Given passage
----------------------------------------
New Ebola outbreak in Congo raises alarm
A new outbreak of the deadly Ebola virus has infected 100 people in a western province of the Democratic Republic of the Congo, a rapid spread that has health officials concerned about the chances of an uncontrolled epidemic.
The outbreak in Equateur Province began in early June, when a cluster of cases were discovered in the provincial capital Mbandaka. The number of cases has doubled in just the last five weeks.
The World Health Organization (WHO) said 43 people have died.
Equateur Province is a remote area north and east of Kinshasa, connected to the capital by the Congo River. The outbreak has spread to 11 health zones, the WHO said, with cases spread across about 180 miles of jungle, making impacted villages difficult to reach.
The WHO has committed about $2.3 million to the battle against Ebola, and Congo’s health ministry has said it will need $40 million to control the outbreak. But the world is consumed by the coronavirus pandemic, and international partners have not committed the funding necessary to stop Ebola.
“The virus is spreading across a wide and rugged terrain which requires costly interventions, and with Covid-19 draining resources and attention, it is hard to scale up operations,” said Matshidiso Moeti, the WHO’s Africa regional director.
This is the second major Ebola outbreak in Equateur Province in the last two years. A previous outbreak that began in May 2018 was contained in just three months, after 54 people were infected and 33 died.
----------------------------------------
Check your understanding
- A) Summarize the article on the Ebola outbreak in two sentences.
- B) In the article on the Ebola outbreak, how many people were infected in the Equateur Province outbreak that began in May 2018?
The listing has no connection to the article on the Ebola outbreak.
----------------------------------------
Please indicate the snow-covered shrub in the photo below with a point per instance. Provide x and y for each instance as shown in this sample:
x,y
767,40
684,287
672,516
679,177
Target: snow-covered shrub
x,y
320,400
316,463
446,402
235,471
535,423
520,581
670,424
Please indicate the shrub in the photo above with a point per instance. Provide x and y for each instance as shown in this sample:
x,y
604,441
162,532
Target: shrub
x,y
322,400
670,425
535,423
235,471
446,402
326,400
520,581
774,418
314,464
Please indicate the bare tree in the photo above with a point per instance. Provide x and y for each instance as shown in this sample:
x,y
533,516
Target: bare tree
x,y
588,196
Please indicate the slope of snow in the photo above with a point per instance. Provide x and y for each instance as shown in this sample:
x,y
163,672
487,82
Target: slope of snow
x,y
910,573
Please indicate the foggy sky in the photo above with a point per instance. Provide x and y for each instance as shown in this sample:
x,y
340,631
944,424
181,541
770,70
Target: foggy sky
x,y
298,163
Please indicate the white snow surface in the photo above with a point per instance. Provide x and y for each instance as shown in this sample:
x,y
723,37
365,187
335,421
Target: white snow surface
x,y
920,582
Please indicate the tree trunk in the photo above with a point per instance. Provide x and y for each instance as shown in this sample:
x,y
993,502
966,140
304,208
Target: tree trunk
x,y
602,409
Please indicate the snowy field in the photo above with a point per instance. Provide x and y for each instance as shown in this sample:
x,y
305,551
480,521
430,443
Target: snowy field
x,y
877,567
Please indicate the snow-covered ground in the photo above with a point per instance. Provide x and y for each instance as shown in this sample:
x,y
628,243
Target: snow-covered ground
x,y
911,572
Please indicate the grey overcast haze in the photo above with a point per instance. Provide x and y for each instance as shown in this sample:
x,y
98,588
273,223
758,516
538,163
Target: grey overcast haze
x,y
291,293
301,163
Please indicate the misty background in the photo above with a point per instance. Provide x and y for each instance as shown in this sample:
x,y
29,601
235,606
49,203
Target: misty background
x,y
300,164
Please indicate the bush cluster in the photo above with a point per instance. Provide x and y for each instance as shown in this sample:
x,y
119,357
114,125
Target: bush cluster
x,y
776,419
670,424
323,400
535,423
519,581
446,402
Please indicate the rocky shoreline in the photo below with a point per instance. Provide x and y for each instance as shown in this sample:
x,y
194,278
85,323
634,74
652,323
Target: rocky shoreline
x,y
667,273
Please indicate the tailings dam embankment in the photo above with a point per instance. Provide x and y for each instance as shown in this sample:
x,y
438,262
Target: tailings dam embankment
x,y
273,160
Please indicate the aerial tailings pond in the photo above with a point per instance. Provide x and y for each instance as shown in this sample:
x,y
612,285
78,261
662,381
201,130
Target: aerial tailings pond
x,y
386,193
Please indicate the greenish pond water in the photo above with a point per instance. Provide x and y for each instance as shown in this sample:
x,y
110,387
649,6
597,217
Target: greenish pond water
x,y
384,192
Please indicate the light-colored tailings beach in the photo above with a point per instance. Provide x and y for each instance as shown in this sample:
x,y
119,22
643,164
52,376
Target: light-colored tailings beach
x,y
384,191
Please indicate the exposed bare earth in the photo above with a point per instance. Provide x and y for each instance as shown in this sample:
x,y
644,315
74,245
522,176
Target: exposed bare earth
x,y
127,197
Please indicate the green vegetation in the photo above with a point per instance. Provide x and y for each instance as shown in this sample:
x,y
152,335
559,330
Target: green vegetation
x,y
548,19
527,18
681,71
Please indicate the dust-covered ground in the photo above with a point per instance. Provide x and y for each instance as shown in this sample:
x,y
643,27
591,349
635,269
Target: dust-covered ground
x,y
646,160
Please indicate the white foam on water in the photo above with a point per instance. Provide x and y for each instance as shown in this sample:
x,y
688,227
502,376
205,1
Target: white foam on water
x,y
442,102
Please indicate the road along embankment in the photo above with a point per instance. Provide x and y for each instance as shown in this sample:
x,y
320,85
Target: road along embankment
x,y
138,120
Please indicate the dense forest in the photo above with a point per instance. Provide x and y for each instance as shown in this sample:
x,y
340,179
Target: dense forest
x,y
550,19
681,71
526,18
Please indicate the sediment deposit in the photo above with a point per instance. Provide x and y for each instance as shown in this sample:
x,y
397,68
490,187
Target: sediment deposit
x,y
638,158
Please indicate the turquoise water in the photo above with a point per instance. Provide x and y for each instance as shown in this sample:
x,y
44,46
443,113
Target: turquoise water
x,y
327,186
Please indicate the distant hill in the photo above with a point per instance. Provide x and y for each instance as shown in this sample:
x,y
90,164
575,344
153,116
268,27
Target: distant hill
----------------------------------------
Answers by item
- A) A new Ebola outbreak in Equateur Province of the Democratic Republic of the Congo, which began in early June, has infected 100 people and killed 43, with cases spread across 11 health zones in remote jungle. Congo's health ministry says it needs $40 million to control the outbreak, but with the coronavirus pandemic consuming the world's attention, international partners have not committed the necessary funding.

- B) 54 people were infected.